EXCERPT TO READ —

--

Universidad del Norte
- Type: Private
- Established: July 11, 1966
- Rector: Adolfo Meisel
- Faculty: 641
- Undergraduates: 13,082
- Postgraduates: 3,071
- Location: Km 5 Via a Pto Colombia, Barranquilla, Colombia
- Colors: Black, red and yellow
- Nicknames: Uninorte, la Norte
- Website: http://www.uninorte.edu.co

= Universidad del Norte (Colombia) =

University in Barranquilla, Atlántico, Colombia

The University of the North (Universidad del Norte), also known as Uninorte, is a private university in Barranquilla, Atlántico, Colombia. It was founded in 1966 by a business group led by American entrepreneur Karl C. Parrish. It started academic operation on July 11, 1966, with 58 students and 10 teachers in courses of business administration and engineering.

According to a recent ranking by Colombian consulting firm BOT SAS, Universidad del Norte is listed among the five best universities in the country.

The university has ten academic divisions, including Engineering, Administrative Sciences, Humanities and Social Sciences, Health Sciences, Legal Sciences, and Basic Sciences. It offers degrees in industrial, mechanical, systems, civil, electrical and electronic engineering. Other degrees include medicine, business administration, law, psychology, international relations, international business, Math, Industrial design, graphic design and architecture. In total, Uninorte offers 29 undergraduate programs, 62 professional specialization programs, 50 master's programs, and 15 doctoral programs. The university also offers some specialization programs in the nearby ports of Santa Marta and Cartagena.

All engineering programs are accredited by the ABET, which is one of the most important international accreditation agencies, located in Baltimore, Maryland, United States.

Uninorte is one of the most important cultural and technological centers in the Caribbean region of Colombia.

== History ==
On December 15, 1965, the provisional board of directors of the University of the Caribbean Foundation (Fundación Universidad del Caribe) was established. A month later, it was decided that it would be named Fundación Universidad del Norte (University of the North Foundation). However, the institution was officially established on January 24, 1966, with the signing of its founding charter by Karl C. Parrish Jr. and a group of businessmen from Barranquilla, belonging to the National Association of Industrialists (ANDI), the Colombian Institute of Administration (Incolda), and the Barranquilla Foundation, now known as the Mario Santo Domingo Foundation. The institution obtained its legal status through Resolution No. 149 of February 14, 1966, granted by the Governor of the Department of Atlántico.

The educational activities of Universidad del Norte began in the El Prado neighborhood (Carrera 53 No. 82-135) on July 11, 1966, with Julio Muvdi Abufhele (1966-1970), an engineer from Barranquilla, serving as its first rector. At that time, the University consisted of 58 students and ten professors teaching the basic courses in Business Administration and Engineering.

In 1970, the Colombian Institute for the Evaluation of Education (ICFES) approved the opening of the Psychology program, one of the first in Colombia.

During the presidency of Misael Pastrana (1970-1974), on November 20, 1971, the cornerstone was laid at the site where the University campus is currently located in the municipality of Puerto Colombia. At that time, the institution had 1,027 students, and the rector was the economist José Tcherassi Guzmán (1970-1973).

--

ACTIVITY 1 —
In the Universidad del Norte article, who was the university's first rector?
ACTIVITY 2 —
Pick up the Universidad del Norte article right after its last sentence and carry the History section forward.

--

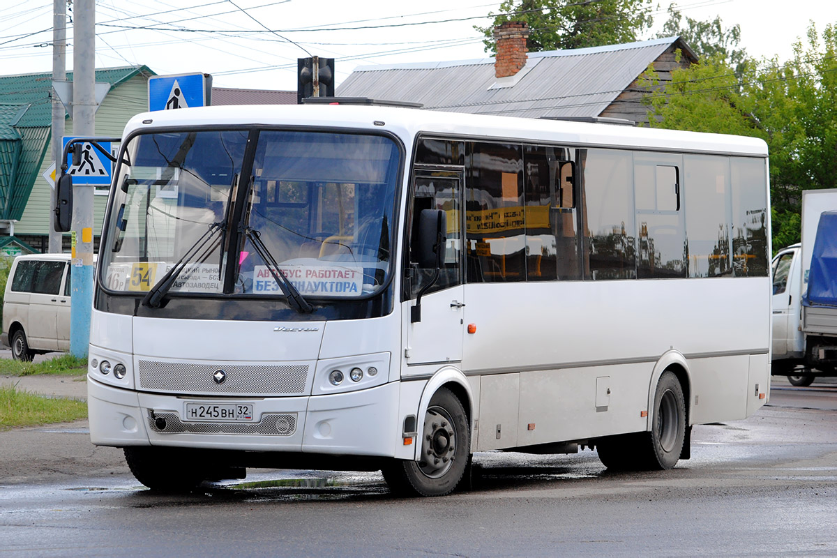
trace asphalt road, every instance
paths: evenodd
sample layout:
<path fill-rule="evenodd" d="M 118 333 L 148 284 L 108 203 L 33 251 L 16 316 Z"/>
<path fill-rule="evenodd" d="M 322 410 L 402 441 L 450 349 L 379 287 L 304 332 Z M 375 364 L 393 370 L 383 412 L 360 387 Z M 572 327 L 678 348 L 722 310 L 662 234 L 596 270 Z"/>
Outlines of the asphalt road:
<path fill-rule="evenodd" d="M 0 484 L 9 555 L 837 555 L 837 387 L 773 384 L 692 458 L 609 474 L 594 452 L 485 453 L 473 488 L 393 498 L 377 474 L 253 471 L 157 495 L 119 471 Z M 161 463 L 164 467 L 165 463 Z"/>

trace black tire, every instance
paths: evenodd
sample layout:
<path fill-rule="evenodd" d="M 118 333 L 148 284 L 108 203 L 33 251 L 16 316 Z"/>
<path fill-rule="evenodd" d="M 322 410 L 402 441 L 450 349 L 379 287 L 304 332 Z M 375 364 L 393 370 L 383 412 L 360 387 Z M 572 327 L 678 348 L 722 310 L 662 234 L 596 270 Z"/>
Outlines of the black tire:
<path fill-rule="evenodd" d="M 207 471 L 187 449 L 129 447 L 125 460 L 136 480 L 151 490 L 188 492 L 203 482 Z"/>
<path fill-rule="evenodd" d="M 791 386 L 797 387 L 808 387 L 814 383 L 814 375 L 805 374 L 804 376 L 788 376 L 788 381 Z"/>
<path fill-rule="evenodd" d="M 428 406 L 418 462 L 393 459 L 383 469 L 390 489 L 403 496 L 444 496 L 462 480 L 470 460 L 470 427 L 465 407 L 447 388 Z"/>
<path fill-rule="evenodd" d="M 657 382 L 654 396 L 651 432 L 646 433 L 651 443 L 647 453 L 648 468 L 666 469 L 677 464 L 686 440 L 686 398 L 680 380 L 665 371 Z"/>
<path fill-rule="evenodd" d="M 29 343 L 26 340 L 26 334 L 23 329 L 17 330 L 12 334 L 12 358 L 15 361 L 28 362 L 35 357 L 35 351 L 29 348 Z"/>
<path fill-rule="evenodd" d="M 651 431 L 608 436 L 596 443 L 608 469 L 660 470 L 674 467 L 686 440 L 686 399 L 674 372 L 665 371 L 654 394 Z"/>

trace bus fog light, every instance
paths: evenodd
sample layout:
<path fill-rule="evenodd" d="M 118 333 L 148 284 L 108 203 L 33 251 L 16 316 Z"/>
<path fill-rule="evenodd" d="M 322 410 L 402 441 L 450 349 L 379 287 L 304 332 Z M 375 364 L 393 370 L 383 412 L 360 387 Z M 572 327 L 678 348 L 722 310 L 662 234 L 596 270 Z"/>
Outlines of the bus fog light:
<path fill-rule="evenodd" d="M 339 370 L 332 370 L 328 375 L 328 381 L 332 386 L 339 386 L 343 381 L 343 373 Z"/>

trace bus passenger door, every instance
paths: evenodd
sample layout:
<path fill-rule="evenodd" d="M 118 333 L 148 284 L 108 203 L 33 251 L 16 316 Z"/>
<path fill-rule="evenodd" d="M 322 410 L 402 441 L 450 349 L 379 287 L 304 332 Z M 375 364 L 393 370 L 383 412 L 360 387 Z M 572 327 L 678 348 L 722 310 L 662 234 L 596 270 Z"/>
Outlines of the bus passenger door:
<path fill-rule="evenodd" d="M 405 273 L 407 364 L 454 362 L 462 360 L 465 329 L 465 287 L 462 281 L 461 174 L 450 171 L 418 171 L 413 183 Z M 445 213 L 446 231 L 442 265 L 422 267 L 415 256 L 419 215 L 423 209 Z M 411 309 L 421 295 L 420 321 L 411 320 Z"/>

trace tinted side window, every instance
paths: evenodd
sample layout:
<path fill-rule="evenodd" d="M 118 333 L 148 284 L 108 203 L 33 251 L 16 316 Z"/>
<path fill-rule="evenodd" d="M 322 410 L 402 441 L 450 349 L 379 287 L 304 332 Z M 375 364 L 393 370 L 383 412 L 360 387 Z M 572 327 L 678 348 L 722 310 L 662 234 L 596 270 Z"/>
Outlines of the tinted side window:
<path fill-rule="evenodd" d="M 730 275 L 729 158 L 686 155 L 683 166 L 689 277 Z"/>
<path fill-rule="evenodd" d="M 525 281 L 521 146 L 469 143 L 467 149 L 468 281 Z"/>
<path fill-rule="evenodd" d="M 781 294 L 788 287 L 788 274 L 793 261 L 793 252 L 786 252 L 776 260 L 776 266 L 773 268 L 773 294 Z"/>
<path fill-rule="evenodd" d="M 14 270 L 14 277 L 12 278 L 12 290 L 21 293 L 32 292 L 32 282 L 35 278 L 37 264 L 38 262 L 33 259 L 18 262 L 18 267 Z"/>
<path fill-rule="evenodd" d="M 64 262 L 38 262 L 32 292 L 42 294 L 58 294 L 64 276 Z"/>
<path fill-rule="evenodd" d="M 526 146 L 523 160 L 526 278 L 581 279 L 574 164 L 569 150 Z"/>
<path fill-rule="evenodd" d="M 679 155 L 634 154 L 639 278 L 686 277 L 682 164 Z"/>
<path fill-rule="evenodd" d="M 416 144 L 416 163 L 418 165 L 465 165 L 465 142 L 454 140 L 419 138 Z"/>
<path fill-rule="evenodd" d="M 636 277 L 631 167 L 629 151 L 580 151 L 585 279 Z"/>
<path fill-rule="evenodd" d="M 732 265 L 737 277 L 767 277 L 768 195 L 764 159 L 733 157 Z"/>

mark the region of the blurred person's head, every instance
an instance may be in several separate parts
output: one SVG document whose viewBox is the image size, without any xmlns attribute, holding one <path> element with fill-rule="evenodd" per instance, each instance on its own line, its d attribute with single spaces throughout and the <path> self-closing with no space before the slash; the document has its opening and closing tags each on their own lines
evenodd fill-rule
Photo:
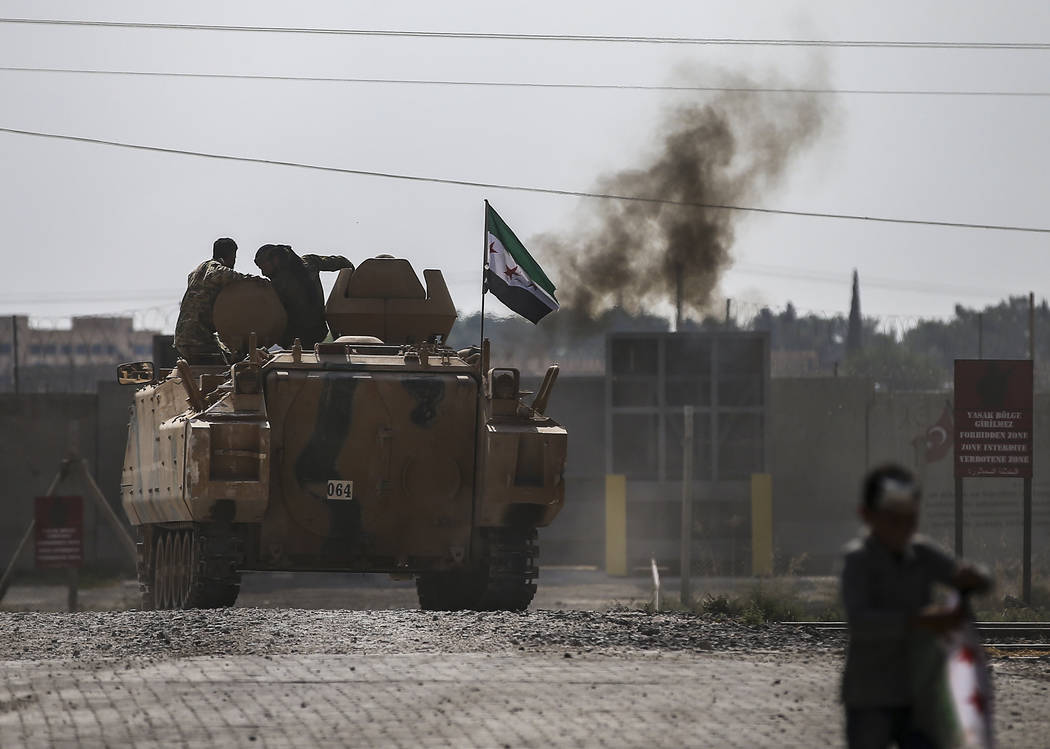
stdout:
<svg viewBox="0 0 1050 749">
<path fill-rule="evenodd" d="M 220 236 L 211 246 L 211 257 L 227 268 L 232 268 L 237 262 L 237 243 L 229 236 Z"/>
<path fill-rule="evenodd" d="M 860 516 L 877 541 L 902 552 L 919 527 L 921 496 L 910 471 L 892 463 L 880 465 L 864 477 Z"/>
</svg>

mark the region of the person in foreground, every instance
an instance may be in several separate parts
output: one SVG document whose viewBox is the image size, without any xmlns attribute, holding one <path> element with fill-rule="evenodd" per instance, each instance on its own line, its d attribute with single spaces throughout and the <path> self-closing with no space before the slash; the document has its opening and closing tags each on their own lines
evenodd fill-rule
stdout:
<svg viewBox="0 0 1050 749">
<path fill-rule="evenodd" d="M 930 725 L 929 654 L 936 636 L 962 625 L 964 604 L 933 603 L 936 583 L 961 594 L 991 586 L 986 573 L 916 535 L 921 492 L 915 476 L 883 465 L 864 478 L 859 514 L 866 535 L 845 549 L 842 599 L 849 632 L 842 702 L 850 749 L 941 747 Z M 936 723 L 936 721 L 933 721 Z"/>
</svg>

--

ANSWER AREA 1 —
Julio Muvdi Abufhele, an engineer from Barranquilla, was the first rector.

ANSWER AREA 2 —
That same year, the Industrial Engineering and Mechanical Engineering programs were approved by ICFES. Following the donation of six hectares by Cementos del Caribe, now Argos, and the involvement of several other companies as donors, the university campus was inaugurated with the construction of the first three buildings on January 25, 1973.

Universidad del Norte received official recognition from the Presidency of the Republic of Colombia and the Ministry of National Education through Resolution 263 of February 22, 1973.

In December 1973, civil engineer Boris Rosanía Salive assumed the rectorship (1974-1980), and under his leadership, the La Playa project (later renamed the Atlantic Coast Project) was created. The Medicine and Nursing programs were launched. The University of the North Research Center (CIUN) was also established.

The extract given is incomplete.